● Records supplied
━━━━━━━━━━━━━━━━━━━━━━━━━━━━━━
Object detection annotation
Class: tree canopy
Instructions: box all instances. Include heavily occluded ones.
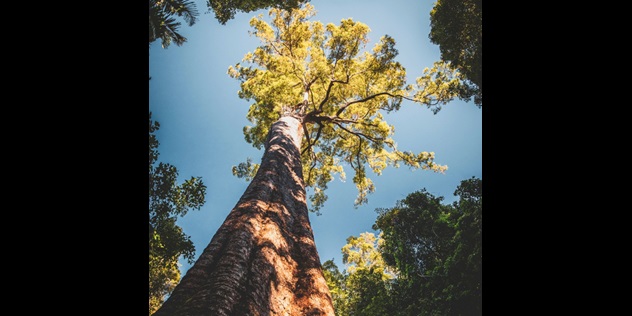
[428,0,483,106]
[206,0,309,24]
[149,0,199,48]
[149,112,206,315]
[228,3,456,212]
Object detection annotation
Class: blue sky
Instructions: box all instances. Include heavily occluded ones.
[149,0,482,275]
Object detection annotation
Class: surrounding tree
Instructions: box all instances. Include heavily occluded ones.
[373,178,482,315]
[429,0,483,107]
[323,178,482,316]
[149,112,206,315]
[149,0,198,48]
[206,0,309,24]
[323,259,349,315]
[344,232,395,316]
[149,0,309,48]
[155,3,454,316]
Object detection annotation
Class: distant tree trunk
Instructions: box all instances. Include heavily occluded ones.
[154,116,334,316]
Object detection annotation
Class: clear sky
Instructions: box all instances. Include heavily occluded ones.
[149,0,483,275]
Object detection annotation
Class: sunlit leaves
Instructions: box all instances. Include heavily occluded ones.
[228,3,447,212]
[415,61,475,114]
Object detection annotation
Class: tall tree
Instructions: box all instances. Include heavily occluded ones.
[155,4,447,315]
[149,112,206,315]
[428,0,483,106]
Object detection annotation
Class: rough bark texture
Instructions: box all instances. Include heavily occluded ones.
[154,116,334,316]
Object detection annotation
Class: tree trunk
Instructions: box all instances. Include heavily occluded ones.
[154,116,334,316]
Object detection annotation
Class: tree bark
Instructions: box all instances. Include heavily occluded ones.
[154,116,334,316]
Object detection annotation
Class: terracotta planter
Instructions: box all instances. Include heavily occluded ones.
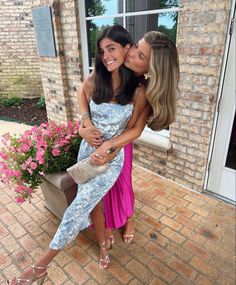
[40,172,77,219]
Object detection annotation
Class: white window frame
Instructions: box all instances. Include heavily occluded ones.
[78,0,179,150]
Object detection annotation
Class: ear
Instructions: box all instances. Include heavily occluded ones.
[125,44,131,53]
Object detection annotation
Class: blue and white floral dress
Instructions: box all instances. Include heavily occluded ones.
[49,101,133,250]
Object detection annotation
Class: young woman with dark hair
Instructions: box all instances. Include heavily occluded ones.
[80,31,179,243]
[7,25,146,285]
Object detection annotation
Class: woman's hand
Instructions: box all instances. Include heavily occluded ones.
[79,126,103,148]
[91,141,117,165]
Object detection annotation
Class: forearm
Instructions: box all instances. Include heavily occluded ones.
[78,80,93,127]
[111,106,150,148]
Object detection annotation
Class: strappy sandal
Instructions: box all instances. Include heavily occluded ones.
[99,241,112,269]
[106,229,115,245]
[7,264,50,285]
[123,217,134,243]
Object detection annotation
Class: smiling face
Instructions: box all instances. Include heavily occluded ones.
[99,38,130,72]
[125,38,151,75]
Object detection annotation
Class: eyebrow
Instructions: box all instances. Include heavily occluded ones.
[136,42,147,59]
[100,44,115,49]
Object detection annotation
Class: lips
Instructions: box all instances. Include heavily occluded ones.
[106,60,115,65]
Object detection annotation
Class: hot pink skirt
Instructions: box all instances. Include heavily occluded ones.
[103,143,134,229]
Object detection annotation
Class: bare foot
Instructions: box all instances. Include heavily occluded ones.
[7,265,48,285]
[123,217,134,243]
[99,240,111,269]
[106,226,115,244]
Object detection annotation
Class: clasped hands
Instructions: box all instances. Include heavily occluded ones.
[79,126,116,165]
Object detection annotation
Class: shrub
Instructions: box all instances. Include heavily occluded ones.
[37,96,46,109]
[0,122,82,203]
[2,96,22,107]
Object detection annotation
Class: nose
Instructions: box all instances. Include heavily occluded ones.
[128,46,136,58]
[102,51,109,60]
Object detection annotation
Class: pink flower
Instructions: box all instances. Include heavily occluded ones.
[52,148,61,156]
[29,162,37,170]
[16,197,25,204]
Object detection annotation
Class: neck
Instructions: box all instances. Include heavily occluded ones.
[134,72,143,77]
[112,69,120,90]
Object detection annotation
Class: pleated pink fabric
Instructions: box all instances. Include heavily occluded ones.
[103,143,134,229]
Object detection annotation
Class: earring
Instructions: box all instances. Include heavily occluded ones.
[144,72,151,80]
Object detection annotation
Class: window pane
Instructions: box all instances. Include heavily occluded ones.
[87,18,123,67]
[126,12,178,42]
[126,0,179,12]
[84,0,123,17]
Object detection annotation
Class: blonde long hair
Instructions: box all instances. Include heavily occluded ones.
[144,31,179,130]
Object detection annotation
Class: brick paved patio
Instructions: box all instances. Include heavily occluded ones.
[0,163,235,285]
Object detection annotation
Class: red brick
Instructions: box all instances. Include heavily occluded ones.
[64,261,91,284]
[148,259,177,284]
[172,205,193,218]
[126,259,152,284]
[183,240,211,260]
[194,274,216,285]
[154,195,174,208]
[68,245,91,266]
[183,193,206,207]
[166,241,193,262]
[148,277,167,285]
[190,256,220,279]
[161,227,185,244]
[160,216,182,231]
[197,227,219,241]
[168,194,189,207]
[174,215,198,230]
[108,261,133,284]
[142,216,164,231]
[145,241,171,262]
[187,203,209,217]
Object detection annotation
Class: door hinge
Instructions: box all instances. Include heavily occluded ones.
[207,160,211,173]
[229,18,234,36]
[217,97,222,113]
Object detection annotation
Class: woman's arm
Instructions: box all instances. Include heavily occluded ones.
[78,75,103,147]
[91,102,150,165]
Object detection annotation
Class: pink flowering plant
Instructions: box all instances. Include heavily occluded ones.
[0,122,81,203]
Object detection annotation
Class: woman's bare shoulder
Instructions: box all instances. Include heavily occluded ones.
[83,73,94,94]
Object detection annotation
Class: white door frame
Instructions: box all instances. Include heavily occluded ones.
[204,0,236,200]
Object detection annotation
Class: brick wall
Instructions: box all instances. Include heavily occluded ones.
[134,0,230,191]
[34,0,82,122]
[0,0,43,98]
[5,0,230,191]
━━━━━━━━━━━━━━━━━━━━━━━━━━━━━━
Please turn the data, from its first line through the line containing "[40,172,77,219]" (that line included), into a numbered list with blank lines omitted, leaving out the pictures.

1. Object detection annotation
2. Class: tree canopy
3. Instructions: box all instances. Include heavily occluded ones.
4. [428,0,483,106]
5. [206,0,309,24]
6. [149,0,199,48]
7. [149,112,206,315]
8. [228,3,456,212]
9. Object detection annotation
10. Class: blue sky
11. Instructions: box all instances. Include heavily occluded ones.
12. [149,0,482,275]
13. Object detection annotation
14. Class: surrounding tree
15. Instructions: box all instances. Include heavily occluded ones.
16. [373,178,482,315]
17. [429,0,483,107]
18. [323,178,482,316]
19. [149,112,206,315]
20. [149,0,198,48]
21. [206,0,309,24]
22. [323,259,349,315]
23. [344,232,395,316]
24. [149,0,309,48]
25. [155,3,454,316]
26. Object detection annotation
27. Class: distant tree trunk
28. Instructions: box all instances. Include heavily occluded ones.
29. [154,116,334,316]
30. Object detection annotation
31. Class: clear sky
32. Instructions: box all instances. Include heavily occluded ones.
33. [149,0,483,275]
34. Object detection annotation
35. Class: sunlit leaves
36. Instructions: box all instances. Include heavily occluded ones.
37. [228,3,447,212]
38. [415,61,475,114]
39. Object detection annotation
40. Class: tall tree
41. Instructions: box all instances. Include heavily occluded ones.
42. [155,4,447,315]
43. [149,112,206,315]
44. [428,0,483,106]
45. Object detection annotation
46. Class: rough bark texture
47. Instructions: box all instances. Include heavily occluded ones.
48. [154,116,334,316]
49. Object detection annotation
50. Class: tree trunk
51. Instructions: box all instances. Include heavily occluded ones.
52. [154,116,334,316]
53. Object detection annotation
54. Class: tree bark
55. Instructions: box all instances. Include heavily occluded ones.
56. [154,116,334,316]
57. Object detection annotation
58. Class: terracotta planter
59. Instructions: box all instances. Include heavily occluded ones.
60. [40,172,77,219]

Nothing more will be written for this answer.